Entries taken from a collection:
____
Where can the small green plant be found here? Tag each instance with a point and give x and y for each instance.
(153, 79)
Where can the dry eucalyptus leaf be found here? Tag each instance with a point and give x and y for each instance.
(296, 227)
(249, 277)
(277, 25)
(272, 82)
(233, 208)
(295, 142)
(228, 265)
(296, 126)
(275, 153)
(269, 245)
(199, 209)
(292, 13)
____
■ **What is asked**: Reproduce the material verbatim, line by line.

■ **Response to this exercise**:
Where can the small green plant be found here? Tag each instance with a point and give x and y for each instance.
(153, 79)
Where can the dry eucalyptus leaf be found here? Tag each instance with a point and give x and y for each instance.
(296, 227)
(249, 277)
(277, 25)
(272, 82)
(233, 208)
(295, 142)
(228, 265)
(296, 126)
(275, 153)
(269, 245)
(199, 209)
(292, 13)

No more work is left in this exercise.